**ACTION ITEM:** Retype all of the entries precisely.

**RECORDS FOR THIS TASK:**
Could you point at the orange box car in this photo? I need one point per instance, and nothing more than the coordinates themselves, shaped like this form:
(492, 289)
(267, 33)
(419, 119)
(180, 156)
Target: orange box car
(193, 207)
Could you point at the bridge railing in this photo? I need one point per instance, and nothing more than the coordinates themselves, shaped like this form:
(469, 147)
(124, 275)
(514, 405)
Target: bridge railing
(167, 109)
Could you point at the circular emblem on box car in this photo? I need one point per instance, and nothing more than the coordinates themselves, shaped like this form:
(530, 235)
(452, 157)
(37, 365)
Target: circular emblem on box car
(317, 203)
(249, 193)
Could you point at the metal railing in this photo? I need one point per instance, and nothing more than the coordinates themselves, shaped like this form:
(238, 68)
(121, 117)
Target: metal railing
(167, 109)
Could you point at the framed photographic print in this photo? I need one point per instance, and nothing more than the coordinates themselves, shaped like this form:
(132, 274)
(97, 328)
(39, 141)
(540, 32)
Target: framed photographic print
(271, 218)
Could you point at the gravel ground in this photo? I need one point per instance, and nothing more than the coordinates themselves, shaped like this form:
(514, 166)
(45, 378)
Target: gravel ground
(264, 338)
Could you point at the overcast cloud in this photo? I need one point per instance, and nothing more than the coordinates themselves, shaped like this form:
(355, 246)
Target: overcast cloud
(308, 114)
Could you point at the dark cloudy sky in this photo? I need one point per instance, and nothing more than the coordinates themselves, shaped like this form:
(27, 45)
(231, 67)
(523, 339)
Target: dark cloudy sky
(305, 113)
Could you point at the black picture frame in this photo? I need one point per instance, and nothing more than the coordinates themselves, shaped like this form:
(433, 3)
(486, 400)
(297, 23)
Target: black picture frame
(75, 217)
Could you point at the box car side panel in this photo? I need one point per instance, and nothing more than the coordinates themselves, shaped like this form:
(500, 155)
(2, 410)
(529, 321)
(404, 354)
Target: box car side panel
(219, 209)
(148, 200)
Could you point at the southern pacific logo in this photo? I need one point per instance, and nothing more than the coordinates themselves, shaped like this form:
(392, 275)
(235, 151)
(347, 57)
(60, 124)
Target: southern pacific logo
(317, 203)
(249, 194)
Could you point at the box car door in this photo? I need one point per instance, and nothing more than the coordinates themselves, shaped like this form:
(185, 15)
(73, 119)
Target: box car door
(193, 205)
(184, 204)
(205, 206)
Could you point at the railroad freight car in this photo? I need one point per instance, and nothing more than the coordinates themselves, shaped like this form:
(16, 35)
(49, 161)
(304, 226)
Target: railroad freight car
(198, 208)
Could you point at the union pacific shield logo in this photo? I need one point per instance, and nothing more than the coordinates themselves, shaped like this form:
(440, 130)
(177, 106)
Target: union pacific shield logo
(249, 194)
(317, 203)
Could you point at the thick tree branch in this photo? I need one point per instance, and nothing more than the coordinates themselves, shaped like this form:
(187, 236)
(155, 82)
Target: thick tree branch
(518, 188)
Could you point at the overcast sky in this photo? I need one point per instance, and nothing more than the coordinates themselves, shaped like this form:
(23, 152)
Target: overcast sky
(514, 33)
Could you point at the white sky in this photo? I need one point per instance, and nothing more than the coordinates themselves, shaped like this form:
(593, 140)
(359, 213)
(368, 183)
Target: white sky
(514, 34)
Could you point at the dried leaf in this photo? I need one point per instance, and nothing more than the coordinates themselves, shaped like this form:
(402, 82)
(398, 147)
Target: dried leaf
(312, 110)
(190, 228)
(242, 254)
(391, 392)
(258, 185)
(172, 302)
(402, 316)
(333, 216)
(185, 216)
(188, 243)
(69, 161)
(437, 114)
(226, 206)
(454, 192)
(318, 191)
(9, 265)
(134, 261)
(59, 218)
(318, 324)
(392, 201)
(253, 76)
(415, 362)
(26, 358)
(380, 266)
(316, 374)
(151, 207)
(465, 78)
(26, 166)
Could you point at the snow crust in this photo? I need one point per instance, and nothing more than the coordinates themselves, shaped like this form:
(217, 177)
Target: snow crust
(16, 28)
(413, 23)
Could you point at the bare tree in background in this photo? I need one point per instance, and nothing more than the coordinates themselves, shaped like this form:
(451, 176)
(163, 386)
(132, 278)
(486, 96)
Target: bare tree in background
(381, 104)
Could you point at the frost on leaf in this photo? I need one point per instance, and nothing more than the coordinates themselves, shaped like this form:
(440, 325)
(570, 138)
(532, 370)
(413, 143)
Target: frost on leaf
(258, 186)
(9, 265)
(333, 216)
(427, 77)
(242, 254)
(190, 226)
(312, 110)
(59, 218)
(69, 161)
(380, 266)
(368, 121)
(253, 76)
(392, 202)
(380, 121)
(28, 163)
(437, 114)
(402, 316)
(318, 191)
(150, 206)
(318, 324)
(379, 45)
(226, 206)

**RESPONSE BOX:**
Could you point at the orange box car in this photo? I need one point per instance, and nothing more than the coordinates themselves, shaped like this form:
(492, 289)
(267, 33)
(419, 119)
(180, 156)
Target: orange box car
(193, 207)
Could you point at the bridge railing in this photo? I need one point per instance, and nothing more than the coordinates themselves, shaped like this form:
(469, 147)
(124, 275)
(514, 405)
Target: bridge railing
(167, 109)
Could you point at the circular emblem on box car in this photo? I need one point per instance, and nothing more than the coordinates themselves, shaped like this form:
(530, 235)
(452, 157)
(37, 365)
Target: circular emblem on box car
(317, 203)
(249, 193)
Could you point at the metal railing in this photo? I need one point per instance, and nothing more than the coordinates themselves, shaped like this form:
(238, 68)
(121, 117)
Target: metal railing
(167, 109)
Could you point at the framed photographic print in this photo? I need one point per instance, and nothing more than the coordinates themselves, shaped like this form:
(132, 274)
(97, 328)
(39, 141)
(540, 32)
Target: framed photographic print
(271, 218)
Could you point at the gravel ground in this photo? I need one point per instance, and nothing more than the coordinates themselves, shaped like this form:
(514, 166)
(45, 378)
Target: gravel ground
(264, 338)
Could you point at the overcast cloud in this photo? I need one point per instance, and nothing more than the coordinates themselves, shaped like this form:
(355, 246)
Target: overcast cloud
(308, 114)
Could you point at the dark cloudy sky in this photo? I need one point per instance, and nothing more than the coordinates themselves, shaped like this form:
(27, 45)
(231, 67)
(523, 339)
Target: dark cloudy sky
(305, 113)
Could you point at the black picture frame in this photo? I need one point per instance, and nothing more than the coordinates themselves, shaped like this form:
(433, 3)
(486, 400)
(297, 23)
Target: black picture frame
(75, 217)
Could you point at the box car side panel in this photo? I need one point per instance, and nothing more than the coordinates themselves, shaped like this form:
(500, 155)
(2, 410)
(529, 321)
(404, 354)
Target: box car side panel
(219, 209)
(148, 200)
Could you point at the southern pacific logo in this photo? I need one point per instance, and nothing more than the coordinates themselves, shaped like this form:
(392, 275)
(235, 151)
(347, 57)
(60, 124)
Target: southern pacific logo
(317, 203)
(249, 194)
Could you point at the box car door in this photo? I need one point per instance, and nothing more than the coordinates themselves, shaped like this form:
(185, 15)
(73, 119)
Target: box car door
(193, 205)
(184, 204)
(205, 206)
Could you point at the railroad freight car in this photo? I need one point per instance, and nothing more than the coordinates themselves, shaped like this form:
(16, 35)
(49, 161)
(304, 226)
Target: railroad freight car
(198, 208)
Could you point at the union pacific shield logo in this photo? I need one point per instance, and nothing more than the coordinates themselves, shaped like this form:
(440, 130)
(177, 106)
Target: union pacific shield logo
(249, 194)
(317, 203)
Could you point at the thick tree branch in this photo? I need one point per instance, and nothing more than the coordinates themselves, shaped like this form:
(187, 236)
(155, 82)
Target: thick tree branch
(518, 188)
Could you point at the overcast sky in this photo? I need one point per instance, and nothing more than the coordinates themselves, shaped like this form:
(23, 152)
Target: overcast sky
(514, 33)
Could you point at the white sky in this photo? I need one point per instance, and nothing more than the coordinates themselves, shaped like this form:
(593, 140)
(359, 213)
(368, 183)
Target: white sky
(514, 34)
Could you point at the dried leaf in this photo? I need one point per instance, and nothing more than the coordinates themselves, shaped like this form:
(402, 82)
(398, 147)
Target: dried leaf
(312, 110)
(190, 228)
(242, 254)
(391, 392)
(258, 185)
(172, 302)
(402, 316)
(333, 216)
(185, 216)
(188, 243)
(69, 161)
(437, 114)
(226, 206)
(454, 192)
(318, 191)
(9, 265)
(134, 261)
(59, 218)
(318, 324)
(392, 201)
(253, 76)
(415, 362)
(26, 358)
(380, 266)
(316, 374)
(151, 207)
(465, 78)
(26, 166)
Could you point at the snow crust in this photo? I need one point per instance, and nothing more than the coordinates themselves, shaped like this form:
(217, 177)
Target: snow crust
(16, 28)
(413, 23)
Could you point at the bare tree in background in this photo? I need one point per instance, and nothing more than the coordinates themselves, shaped like this form:
(451, 176)
(163, 386)
(132, 278)
(486, 96)
Target: bare tree in background
(381, 104)
Could you point at the frost on leaf in this photo? I need one point per instance, and nothing more than the coordinates themselves, shaped like this form:
(440, 325)
(570, 138)
(532, 370)
(413, 143)
Target: frost on leaf
(258, 186)
(9, 265)
(333, 216)
(427, 77)
(242, 254)
(190, 226)
(312, 110)
(59, 218)
(69, 161)
(380, 266)
(368, 121)
(253, 76)
(392, 202)
(380, 121)
(28, 163)
(437, 114)
(402, 316)
(318, 191)
(150, 206)
(318, 324)
(379, 45)
(226, 206)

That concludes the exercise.